Stored entries
——————————

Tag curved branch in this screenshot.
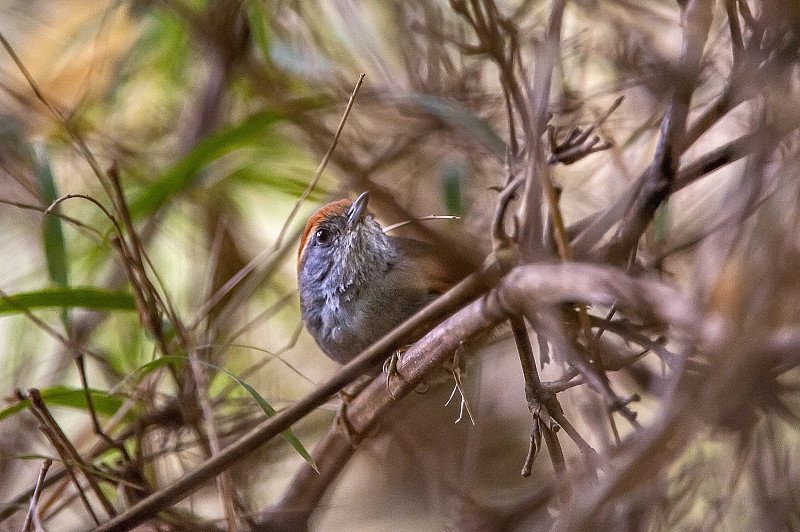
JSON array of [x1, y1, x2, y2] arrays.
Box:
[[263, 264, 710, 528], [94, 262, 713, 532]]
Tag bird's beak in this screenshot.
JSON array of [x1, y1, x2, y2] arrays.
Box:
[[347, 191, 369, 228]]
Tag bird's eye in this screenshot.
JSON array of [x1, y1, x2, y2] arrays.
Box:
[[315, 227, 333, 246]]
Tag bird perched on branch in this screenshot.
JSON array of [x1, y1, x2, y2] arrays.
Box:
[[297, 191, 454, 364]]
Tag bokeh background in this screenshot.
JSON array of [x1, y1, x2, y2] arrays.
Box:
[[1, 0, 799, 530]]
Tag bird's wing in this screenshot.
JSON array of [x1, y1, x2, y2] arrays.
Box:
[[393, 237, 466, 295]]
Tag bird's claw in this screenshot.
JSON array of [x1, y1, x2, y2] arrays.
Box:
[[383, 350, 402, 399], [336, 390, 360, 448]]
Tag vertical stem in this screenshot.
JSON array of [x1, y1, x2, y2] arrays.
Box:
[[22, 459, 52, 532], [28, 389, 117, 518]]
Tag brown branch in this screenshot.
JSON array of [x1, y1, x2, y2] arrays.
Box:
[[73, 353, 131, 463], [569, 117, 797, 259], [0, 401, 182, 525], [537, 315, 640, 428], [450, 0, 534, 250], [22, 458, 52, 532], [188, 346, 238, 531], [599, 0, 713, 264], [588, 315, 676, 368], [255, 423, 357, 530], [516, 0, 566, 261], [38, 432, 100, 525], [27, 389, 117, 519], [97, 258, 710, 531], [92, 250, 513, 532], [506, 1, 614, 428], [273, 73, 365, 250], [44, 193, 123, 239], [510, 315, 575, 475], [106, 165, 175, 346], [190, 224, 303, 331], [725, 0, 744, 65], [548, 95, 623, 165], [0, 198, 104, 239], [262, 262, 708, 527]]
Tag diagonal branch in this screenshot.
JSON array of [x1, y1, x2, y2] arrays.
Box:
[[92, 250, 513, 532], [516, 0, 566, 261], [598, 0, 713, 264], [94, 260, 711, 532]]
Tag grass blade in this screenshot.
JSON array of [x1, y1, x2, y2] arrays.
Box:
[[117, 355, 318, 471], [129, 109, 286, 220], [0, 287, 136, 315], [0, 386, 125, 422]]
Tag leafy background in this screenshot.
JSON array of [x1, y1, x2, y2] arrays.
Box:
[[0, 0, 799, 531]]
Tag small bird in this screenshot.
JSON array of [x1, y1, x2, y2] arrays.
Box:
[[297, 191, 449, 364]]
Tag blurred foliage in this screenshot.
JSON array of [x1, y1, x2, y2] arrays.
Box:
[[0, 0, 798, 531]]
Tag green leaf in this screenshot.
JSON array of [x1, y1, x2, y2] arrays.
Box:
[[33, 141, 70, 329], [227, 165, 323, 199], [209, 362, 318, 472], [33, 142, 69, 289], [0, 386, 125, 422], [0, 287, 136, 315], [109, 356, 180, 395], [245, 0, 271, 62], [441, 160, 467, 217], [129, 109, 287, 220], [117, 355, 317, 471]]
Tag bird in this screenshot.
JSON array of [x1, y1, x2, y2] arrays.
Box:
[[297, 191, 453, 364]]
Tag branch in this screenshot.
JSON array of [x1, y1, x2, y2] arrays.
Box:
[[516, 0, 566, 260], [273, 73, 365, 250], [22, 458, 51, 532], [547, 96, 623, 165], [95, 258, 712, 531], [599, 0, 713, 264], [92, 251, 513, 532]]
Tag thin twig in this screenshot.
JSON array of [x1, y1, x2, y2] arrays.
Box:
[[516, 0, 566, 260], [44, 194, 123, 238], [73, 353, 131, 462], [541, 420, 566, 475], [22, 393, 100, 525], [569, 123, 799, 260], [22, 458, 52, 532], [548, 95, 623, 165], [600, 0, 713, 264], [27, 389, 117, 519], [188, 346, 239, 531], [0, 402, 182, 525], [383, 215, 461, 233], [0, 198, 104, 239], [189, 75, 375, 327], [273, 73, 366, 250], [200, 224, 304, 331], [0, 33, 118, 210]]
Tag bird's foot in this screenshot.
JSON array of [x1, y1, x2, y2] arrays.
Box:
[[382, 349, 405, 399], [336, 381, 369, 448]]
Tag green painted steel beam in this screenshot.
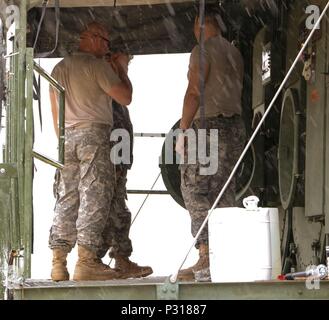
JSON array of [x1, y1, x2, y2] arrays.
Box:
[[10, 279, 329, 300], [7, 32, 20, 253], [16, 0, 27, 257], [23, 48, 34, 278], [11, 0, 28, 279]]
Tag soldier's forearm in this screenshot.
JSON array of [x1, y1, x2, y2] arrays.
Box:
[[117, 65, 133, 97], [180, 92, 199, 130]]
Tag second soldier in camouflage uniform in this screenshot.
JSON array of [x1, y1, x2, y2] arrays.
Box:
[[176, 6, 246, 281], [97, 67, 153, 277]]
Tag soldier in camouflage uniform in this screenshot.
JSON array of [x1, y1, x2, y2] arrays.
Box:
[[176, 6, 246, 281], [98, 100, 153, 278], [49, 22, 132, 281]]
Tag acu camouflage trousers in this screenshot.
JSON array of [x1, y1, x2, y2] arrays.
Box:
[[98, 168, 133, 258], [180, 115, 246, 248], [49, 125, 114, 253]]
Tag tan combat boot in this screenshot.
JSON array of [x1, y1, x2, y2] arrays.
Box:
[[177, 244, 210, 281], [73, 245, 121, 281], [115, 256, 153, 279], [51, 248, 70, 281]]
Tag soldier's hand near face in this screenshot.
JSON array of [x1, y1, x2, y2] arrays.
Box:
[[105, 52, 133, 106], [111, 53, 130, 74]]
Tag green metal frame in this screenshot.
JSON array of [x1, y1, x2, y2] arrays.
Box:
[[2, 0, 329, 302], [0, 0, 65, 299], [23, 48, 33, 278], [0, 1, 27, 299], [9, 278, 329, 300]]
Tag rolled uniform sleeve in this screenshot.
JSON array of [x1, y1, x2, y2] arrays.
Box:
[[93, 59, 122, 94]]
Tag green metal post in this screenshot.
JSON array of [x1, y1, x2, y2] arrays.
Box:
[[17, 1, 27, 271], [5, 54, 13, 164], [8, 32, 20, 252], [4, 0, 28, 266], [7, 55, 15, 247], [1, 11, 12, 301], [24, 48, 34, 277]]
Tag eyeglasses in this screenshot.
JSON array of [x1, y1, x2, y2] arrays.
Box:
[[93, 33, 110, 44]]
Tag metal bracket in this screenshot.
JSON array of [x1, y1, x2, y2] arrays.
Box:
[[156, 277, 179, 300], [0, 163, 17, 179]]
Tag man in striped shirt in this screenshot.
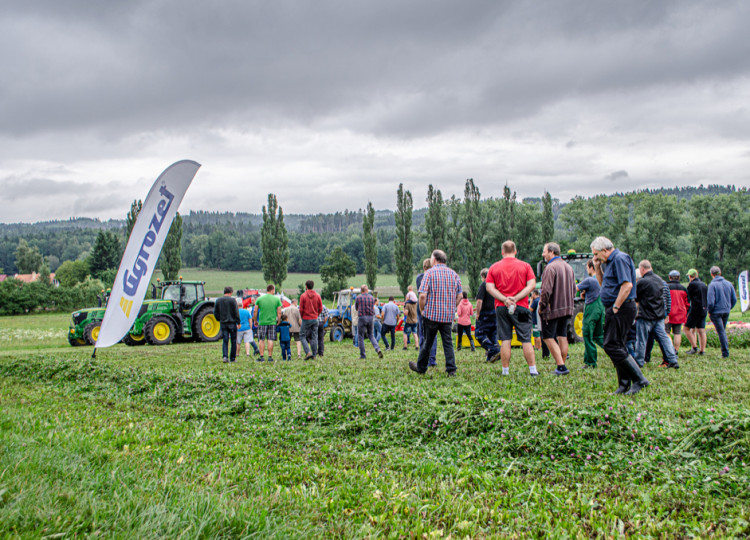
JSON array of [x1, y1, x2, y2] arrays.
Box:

——————————

- WHAT THE TASK ASKS:
Copy every line of the data that holds the string "soldier".

- RESULT BELOW:
Tag soldier's forearm in this screenshot.
Tag second soldier in camouflage uniform in this screenshot.
Tag soldier in camouflage uniform in this screenshot.
Tag soldier's hand near face in this screenshot.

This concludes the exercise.